The request:
Rewrite the listing from the line containing "outline white banner sign" through the end, inclusive, changing every "Draw" to "Trace" and leaving all else as it stands.

--- BEGIN ---

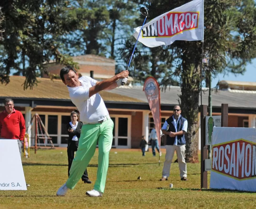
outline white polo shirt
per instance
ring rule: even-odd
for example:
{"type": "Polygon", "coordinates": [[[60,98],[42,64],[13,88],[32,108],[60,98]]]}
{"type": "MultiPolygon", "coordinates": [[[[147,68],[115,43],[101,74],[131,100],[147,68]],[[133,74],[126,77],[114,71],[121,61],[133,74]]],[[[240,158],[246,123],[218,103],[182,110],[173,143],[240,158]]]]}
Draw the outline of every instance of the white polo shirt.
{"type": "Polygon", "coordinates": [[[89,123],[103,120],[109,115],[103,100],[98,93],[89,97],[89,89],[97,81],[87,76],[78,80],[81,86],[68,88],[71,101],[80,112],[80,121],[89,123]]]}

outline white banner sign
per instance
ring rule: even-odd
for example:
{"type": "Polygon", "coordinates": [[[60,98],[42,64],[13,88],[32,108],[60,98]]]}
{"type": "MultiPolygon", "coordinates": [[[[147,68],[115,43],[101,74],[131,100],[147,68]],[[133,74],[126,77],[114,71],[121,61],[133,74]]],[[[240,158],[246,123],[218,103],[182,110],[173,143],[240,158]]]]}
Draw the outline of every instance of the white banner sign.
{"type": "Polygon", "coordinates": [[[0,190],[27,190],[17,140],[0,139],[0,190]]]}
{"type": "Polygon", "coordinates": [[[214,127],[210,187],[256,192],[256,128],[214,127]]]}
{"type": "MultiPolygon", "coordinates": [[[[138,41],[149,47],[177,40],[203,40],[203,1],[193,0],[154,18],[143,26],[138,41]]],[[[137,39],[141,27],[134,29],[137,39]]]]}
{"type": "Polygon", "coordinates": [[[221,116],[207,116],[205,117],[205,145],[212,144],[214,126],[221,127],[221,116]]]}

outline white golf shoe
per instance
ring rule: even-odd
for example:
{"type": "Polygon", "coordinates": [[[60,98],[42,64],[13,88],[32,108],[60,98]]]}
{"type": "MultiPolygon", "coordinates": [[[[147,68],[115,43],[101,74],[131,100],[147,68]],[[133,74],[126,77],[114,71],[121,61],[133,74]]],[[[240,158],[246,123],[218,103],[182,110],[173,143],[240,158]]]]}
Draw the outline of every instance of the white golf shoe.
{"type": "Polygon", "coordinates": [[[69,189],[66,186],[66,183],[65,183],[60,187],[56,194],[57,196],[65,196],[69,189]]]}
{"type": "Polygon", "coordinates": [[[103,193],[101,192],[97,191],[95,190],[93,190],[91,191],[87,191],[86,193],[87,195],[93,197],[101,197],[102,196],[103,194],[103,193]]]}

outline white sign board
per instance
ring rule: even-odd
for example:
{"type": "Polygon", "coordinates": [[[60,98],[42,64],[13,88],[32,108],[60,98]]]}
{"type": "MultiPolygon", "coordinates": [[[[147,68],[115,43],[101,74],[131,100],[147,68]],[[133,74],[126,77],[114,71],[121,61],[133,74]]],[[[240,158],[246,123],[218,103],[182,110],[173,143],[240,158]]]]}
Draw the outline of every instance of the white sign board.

--- END ---

Task answer:
outline white banner sign
per instance
ring rule: even-odd
for example:
{"type": "Polygon", "coordinates": [[[60,98],[42,64],[13,88],[32,108],[60,98]]]}
{"type": "MultiPolygon", "coordinates": [[[[147,68],[115,43],[101,74],[131,100],[147,68]],[[133,74],[126,77],[114,71],[121,61],[133,74]]],[[[240,158],[246,123],[218,103],[182,110],[173,143],[240,158]]]]}
Trace the outline of every instance of the white banner sign.
{"type": "Polygon", "coordinates": [[[0,190],[27,190],[17,140],[0,139],[0,190]]]}
{"type": "Polygon", "coordinates": [[[214,127],[210,187],[256,192],[256,128],[214,127]]]}
{"type": "MultiPolygon", "coordinates": [[[[138,41],[149,47],[177,40],[203,40],[203,1],[193,0],[154,18],[143,26],[138,41]]],[[[137,39],[141,27],[134,29],[137,39]]]]}
{"type": "Polygon", "coordinates": [[[221,116],[207,116],[205,117],[205,145],[212,144],[214,126],[221,127],[221,116]]]}

outline white golf shoe
per instance
ring rule: even-odd
for example:
{"type": "Polygon", "coordinates": [[[60,98],[42,64],[13,88],[32,108],[60,98]]]}
{"type": "MultiPolygon", "coordinates": [[[[147,68],[115,43],[101,74],[131,100],[147,68]],[[133,74],[126,77],[114,71],[121,61],[133,74]]],[[[240,158],[246,123],[218,103],[182,110],[173,143],[240,158]]]]}
Trace the outline of every instance of the white golf shoe.
{"type": "Polygon", "coordinates": [[[69,189],[66,186],[66,183],[65,183],[60,187],[56,194],[57,196],[65,196],[69,189]]]}
{"type": "Polygon", "coordinates": [[[103,193],[101,192],[97,191],[95,190],[93,190],[91,191],[87,191],[86,193],[87,195],[93,197],[101,197],[102,196],[103,194],[103,193]]]}

outline white sign board
per instance
ring rule: even-odd
for example:
{"type": "Polygon", "coordinates": [[[60,98],[42,64],[13,88],[32,108],[60,98]]]}
{"type": "MultiPolygon", "coordinates": [[[[147,68],[115,43],[101,74],[131,100],[147,68]],[[133,74],[126,77],[114,71],[121,61],[133,74]]],[[[240,158],[246,123],[218,103],[182,110],[173,143],[240,158]]]]}
Trace the outline of every instance of the white sign board.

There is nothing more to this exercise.